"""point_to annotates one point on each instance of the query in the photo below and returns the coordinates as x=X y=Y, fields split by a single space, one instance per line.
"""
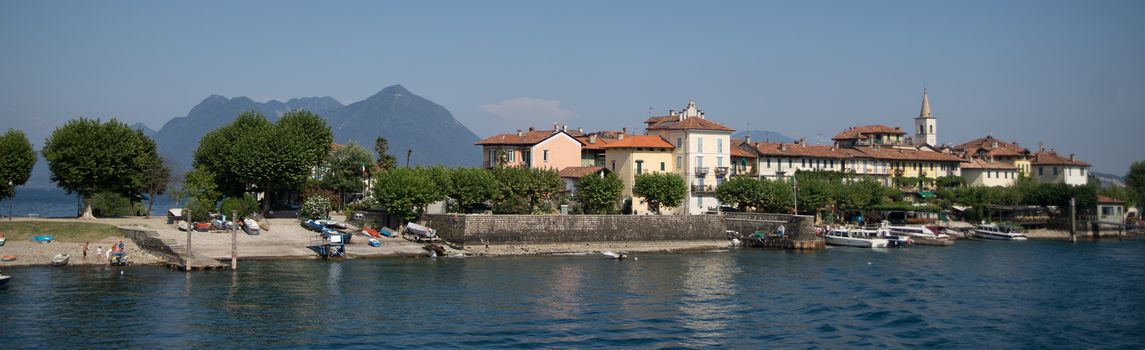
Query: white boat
x=855 y=238
x=1001 y=232
x=60 y=260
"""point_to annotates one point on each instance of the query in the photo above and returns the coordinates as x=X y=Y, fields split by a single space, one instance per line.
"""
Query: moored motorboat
x=60 y=260
x=1000 y=232
x=855 y=238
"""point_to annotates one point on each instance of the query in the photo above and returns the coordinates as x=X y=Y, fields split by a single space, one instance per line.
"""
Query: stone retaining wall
x=542 y=229
x=149 y=240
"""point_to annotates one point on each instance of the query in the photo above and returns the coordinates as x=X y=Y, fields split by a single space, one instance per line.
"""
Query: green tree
x=521 y=190
x=88 y=157
x=1135 y=180
x=158 y=176
x=599 y=195
x=346 y=169
x=385 y=160
x=405 y=191
x=252 y=153
x=470 y=187
x=16 y=161
x=660 y=190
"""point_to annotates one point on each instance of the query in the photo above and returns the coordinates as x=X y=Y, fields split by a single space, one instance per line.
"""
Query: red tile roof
x=978 y=164
x=1044 y=158
x=993 y=146
x=581 y=172
x=860 y=133
x=689 y=124
x=1108 y=199
x=519 y=138
x=640 y=141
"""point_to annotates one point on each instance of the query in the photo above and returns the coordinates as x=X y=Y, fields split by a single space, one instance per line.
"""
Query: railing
x=703 y=189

▬▬▬▬▬▬

*Task goal*:
Copy the entries above word for word, from the very start through the line containing "x=149 y=240", and leave the pictures out of your copy.

*Problem solution*:
"""point_to annotates one point on each instance of the query in the photo below and returns the coordinates as x=X y=Y, fields split by a single space, one instance per line.
"""
Query: white boat
x=855 y=238
x=1001 y=232
x=60 y=260
"""point_to annotates one point on each instance of the query in the photo above and returns the coordinates as x=X y=Y, fields split by a single space, one instance per line.
"""
Query: moored motorboat
x=60 y=260
x=1000 y=232
x=855 y=238
"""point_to annotates one point on each instance of the query in the photo above and returns the coordinates as x=X y=Y, fields split by a single space, one instance per line.
"""
Query: stone retaining wall
x=542 y=229
x=149 y=240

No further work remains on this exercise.